> _WORK REQUIRED_
Your task is to copy every entry exactly.

(Stored data entries)
------------------------------------------------------------------------

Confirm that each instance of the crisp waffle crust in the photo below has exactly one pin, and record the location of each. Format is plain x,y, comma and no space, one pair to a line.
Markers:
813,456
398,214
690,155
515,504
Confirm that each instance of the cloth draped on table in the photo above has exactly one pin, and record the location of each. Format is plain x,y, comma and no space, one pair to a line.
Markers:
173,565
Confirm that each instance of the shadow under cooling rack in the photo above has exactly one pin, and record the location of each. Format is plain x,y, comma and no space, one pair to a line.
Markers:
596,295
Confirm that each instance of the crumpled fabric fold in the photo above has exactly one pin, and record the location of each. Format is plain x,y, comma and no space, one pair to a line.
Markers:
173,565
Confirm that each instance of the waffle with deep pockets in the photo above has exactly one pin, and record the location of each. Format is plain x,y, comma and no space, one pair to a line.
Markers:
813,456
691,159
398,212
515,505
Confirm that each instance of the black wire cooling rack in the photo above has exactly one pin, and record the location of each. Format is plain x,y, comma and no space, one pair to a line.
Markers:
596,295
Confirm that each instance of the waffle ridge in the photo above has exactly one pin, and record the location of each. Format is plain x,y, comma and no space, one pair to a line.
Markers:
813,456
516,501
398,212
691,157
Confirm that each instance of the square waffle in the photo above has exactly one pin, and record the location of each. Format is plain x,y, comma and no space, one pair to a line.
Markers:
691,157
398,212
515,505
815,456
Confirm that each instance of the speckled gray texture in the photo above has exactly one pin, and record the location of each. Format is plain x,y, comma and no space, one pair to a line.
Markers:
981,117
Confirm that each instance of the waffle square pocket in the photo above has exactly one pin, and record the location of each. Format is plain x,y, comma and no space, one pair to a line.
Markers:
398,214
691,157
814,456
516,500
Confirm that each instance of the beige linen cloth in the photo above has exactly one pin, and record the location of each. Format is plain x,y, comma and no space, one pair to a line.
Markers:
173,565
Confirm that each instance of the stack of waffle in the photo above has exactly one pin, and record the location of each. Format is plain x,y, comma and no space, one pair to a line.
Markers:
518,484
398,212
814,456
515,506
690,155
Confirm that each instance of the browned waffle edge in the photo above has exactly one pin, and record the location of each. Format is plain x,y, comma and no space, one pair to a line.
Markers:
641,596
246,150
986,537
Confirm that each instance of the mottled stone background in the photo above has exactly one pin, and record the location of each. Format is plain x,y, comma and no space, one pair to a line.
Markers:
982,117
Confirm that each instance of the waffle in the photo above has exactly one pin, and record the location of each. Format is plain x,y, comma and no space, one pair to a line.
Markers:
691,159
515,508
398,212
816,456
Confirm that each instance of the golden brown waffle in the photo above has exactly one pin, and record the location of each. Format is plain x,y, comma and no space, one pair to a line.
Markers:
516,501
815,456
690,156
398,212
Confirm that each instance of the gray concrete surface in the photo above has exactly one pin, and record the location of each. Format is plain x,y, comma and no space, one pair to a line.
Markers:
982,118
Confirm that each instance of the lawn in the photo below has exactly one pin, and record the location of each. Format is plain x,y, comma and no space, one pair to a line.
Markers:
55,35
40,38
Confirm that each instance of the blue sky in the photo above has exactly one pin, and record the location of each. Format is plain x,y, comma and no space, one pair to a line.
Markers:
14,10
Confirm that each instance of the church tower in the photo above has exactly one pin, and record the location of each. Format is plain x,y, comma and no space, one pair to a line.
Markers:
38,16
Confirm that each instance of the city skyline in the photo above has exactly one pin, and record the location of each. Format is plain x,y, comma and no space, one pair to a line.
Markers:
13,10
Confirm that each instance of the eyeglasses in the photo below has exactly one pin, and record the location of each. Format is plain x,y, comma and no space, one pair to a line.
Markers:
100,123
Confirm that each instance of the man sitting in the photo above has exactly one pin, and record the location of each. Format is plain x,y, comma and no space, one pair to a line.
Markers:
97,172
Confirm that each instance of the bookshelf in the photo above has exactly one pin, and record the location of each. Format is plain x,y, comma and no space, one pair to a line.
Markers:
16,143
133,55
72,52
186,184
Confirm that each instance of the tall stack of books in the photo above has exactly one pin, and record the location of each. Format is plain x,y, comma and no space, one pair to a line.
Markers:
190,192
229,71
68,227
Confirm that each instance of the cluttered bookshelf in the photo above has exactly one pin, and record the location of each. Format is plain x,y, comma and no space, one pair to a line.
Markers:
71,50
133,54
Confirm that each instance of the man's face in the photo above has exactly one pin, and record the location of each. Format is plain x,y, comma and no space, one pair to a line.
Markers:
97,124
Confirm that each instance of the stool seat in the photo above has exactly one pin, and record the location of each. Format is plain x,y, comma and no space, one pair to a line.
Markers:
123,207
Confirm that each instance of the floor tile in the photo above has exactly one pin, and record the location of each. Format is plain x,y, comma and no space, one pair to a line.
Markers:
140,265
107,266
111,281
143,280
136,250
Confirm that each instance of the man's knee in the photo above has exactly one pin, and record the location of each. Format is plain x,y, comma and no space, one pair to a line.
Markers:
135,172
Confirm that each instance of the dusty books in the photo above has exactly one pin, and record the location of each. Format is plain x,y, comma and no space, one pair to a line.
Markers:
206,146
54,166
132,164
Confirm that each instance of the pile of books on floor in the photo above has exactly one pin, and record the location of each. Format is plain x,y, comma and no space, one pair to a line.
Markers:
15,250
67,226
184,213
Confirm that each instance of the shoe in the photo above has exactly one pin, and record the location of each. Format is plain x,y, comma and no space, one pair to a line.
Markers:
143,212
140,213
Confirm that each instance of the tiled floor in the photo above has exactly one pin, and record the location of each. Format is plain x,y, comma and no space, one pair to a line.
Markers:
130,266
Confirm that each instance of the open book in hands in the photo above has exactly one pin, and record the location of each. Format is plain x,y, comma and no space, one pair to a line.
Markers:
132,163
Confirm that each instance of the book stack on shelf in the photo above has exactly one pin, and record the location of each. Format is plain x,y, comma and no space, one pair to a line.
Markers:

------------------------------------------------------------------------

> _YOUR SOLUTION_
Confirm that each instance of the crisp waffle crust in the photo below has exactly one pin, and record the location of each. Format is plain x,y, comma and no space, one pair to a line.
Markers:
813,456
398,214
690,155
515,504
Confirm that each instance of the cloth draped on table in the photo above has exactly one pin, and record the location of each. Format is plain x,y, comma and no space, one pair to a line.
Markers:
173,565
Confirm that each instance of the shadow under cooling rack in the photo above has exactly one pin, and record the location of each. Format is plain x,y, comma and no space, one pair to a line.
Markers:
596,295
Confirm that each instance of the crumpled fabric fold in the photo above has exactly one pin, and record the location of each. Format is plain x,y, comma and no space, one pair to a line.
Markers:
173,565
Confirm that each instance of the waffle with deep pockets in the photo above has exactly one pin, and record the location of each. Format is plain x,y, comma and no space, one pair to a line.
Markers:
813,456
691,159
398,212
515,505
Confirm that each instance of the black wire cooling rack in the photo above has exactly one pin, and record the location of each. Format is plain x,y, comma and no space, one pair to a line.
Markers:
596,295
Confirm that each instance of the waffle ridge in the photo above has exactly one pin, and record the location of each. Format is plain x,y, comma and no space, one pair to a line.
Markers:
813,456
516,501
398,212
691,157
Confirm that each instance of the square waffle in the photo above has exactly one pin, and record the location of each. Format is plain x,y, comma and no space, one pair to a line.
Markers:
691,157
398,212
515,505
815,456
Confirm that each instance of the speckled gray texture in the photo above has exactly one pin, and record the location of each. Format is plain x,y, comma and no space, one pair to a line.
Markers:
981,117
Confirm that each instance of the waffle square pocket in the photo above has exactly one pin, and record the location of each. Format is plain x,y, comma and no space, one pair to a line.
Markers:
398,214
691,157
814,456
516,500
Confirm that each instance of the beige linen cloth in the photo above has exactly one pin, and record the location of each. Format is plain x,y, comma and no space, one pair to a line.
Markers:
173,565
Confirm that each instance of the stack of waffle in the photo above has exactly one pin, and record the location of each. Format is plain x,y, comma and no space, one pair to a line.
Markers:
518,484
398,212
814,456
515,506
690,155
Confirm that each instance of the browned waffle edge in the photo above has exactly one pin, and record the location of each. Format is plain x,y, comma and no space, one pair to a line.
Markers:
641,596
246,150
986,537
Confirm that each instance of the mottled stone background in the photo above has exactly one pin, and record the location of each. Format is plain x,y, comma and no space, one pair to a line.
Markers:
982,117
Confirm that each instance of the waffle in the photo above has exactly one pin, and record the location of each. Format is plain x,y, comma and no space, one pair to a line.
Markers:
691,159
515,508
398,212
816,456
Confirm that each instance of the golden brown waffle in the photo above has exactly one pin, and record the location of each. Format is plain x,y, comma and no space, one pair to a line.
Markers:
516,501
815,456
690,156
398,212
Confirm that each instance of the gray concrete surface in the photo above has exactly one pin, and record the location of each. Format is plain x,y, comma and no space, one pair to a line.
Markers:
982,118
Confirm that each instance of the lawn in the photo below has exactly one pin, and record the location of each. Format is plain x,y, comma and no space, one pair to a line.
Markers:
55,35
40,38
Confirm that each instance of the blue sky in the photo above has exactly one pin, and record the location of each. Format is plain x,y, comma and no space, one pair to a line.
Markers:
14,10
Confirm that each instance of the church tower in the photo above has exactly one pin, and record the location of each. Format is plain x,y, comma and no space, one pair to a line.
Markers:
38,16
Confirm that each instance of the city skyline in the photo above has exactly one pin, and record the location of each. Format is plain x,y, comma and no space, one pair to a line.
Markers:
13,10
Confirm that each instance of the eyeglasses in the photo below has exactly one pin, and record the location of each. Format is plain x,y, comma and no space, one pair to a line.
Markers:
100,123
Confirm that each instance of the man sitting in the photo above has exactly one pin, and record the location of each. Format is plain x,y, comma and no space, one pair to a line.
Markers:
97,172
Confirm that each instance of the bookshelf in the photo above has exactly one pin, and record the location of each. Format is plain x,y, comma and no space, one pair to a line.
Markers:
16,143
133,55
72,52
186,184
Confirm that each instance of the tall stack of books in the photo above has exactly one pin, and record the location of each. Format is plain x,y, comma and no space, one pair to a line.
Markers:
190,192
229,71
68,227
Confirm that each instance of the cluttered bookshelf in the photo above has exactly one pin, and record the location of each. Format is plain x,y, comma and no space, one pair to a line.
Markers:
71,50
133,54
Confirm that each instance of the man's face in the photo above has exactly one pin, and record the location of each. Format is plain x,y, comma and no space, one pair to a line.
Markers:
97,124
Confirm that each instance of the stool seat in the photo above has exactly one pin, and record the location of each. Format is plain x,y, comma and no space, one pair to a line.
Markers:
123,207
Confirm that each instance of the floor tile in the photo above has exactly one pin, and record the location of each. Format is plain x,y, comma and no space, one pair to a line.
Markers:
140,265
107,266
111,281
143,280
136,250
Confirm that each instance of the man's knee in the photo above has exactly one pin, and record the location of each. Format is plain x,y, comma and no space, one pair to a line.
Markers:
135,172
Confirm that each instance of the dusty books in the photo above has exactly one pin, and record the location of each. Format is plain x,y, comma and no space, one pair to a line.
Markers:
206,146
54,166
132,164
Confirm that each instance of the pile of books on floor in the photo above has exactly one pin, and record the location of each. Format is plain x,y, comma and no space, one pair to a line.
Markers:
15,250
67,226
184,213
Confirm that each instance of the shoe in the photo above has exactly one pin, and record the location of each. Format is plain x,y, comma and no space, one pair to a line.
Markers:
143,212
140,213
Confirm that each instance of the tiled floor in the photo above has exactly one pin, and record the location of each. Format is plain x,y, comma and no space, one pair to a line.
Markers:
130,266
Confirm that each instance of the open book in hands in the photo above has exactly one pin, and record the location of each. Format is plain x,y, comma and no space, one pair to a line.
Markers:
132,163
Confirm that each instance of the book stack on shelf in the photo above has exactly one pin, and record the location of each. Format is plain x,y, comma and no space, one pair to a line.
Markers:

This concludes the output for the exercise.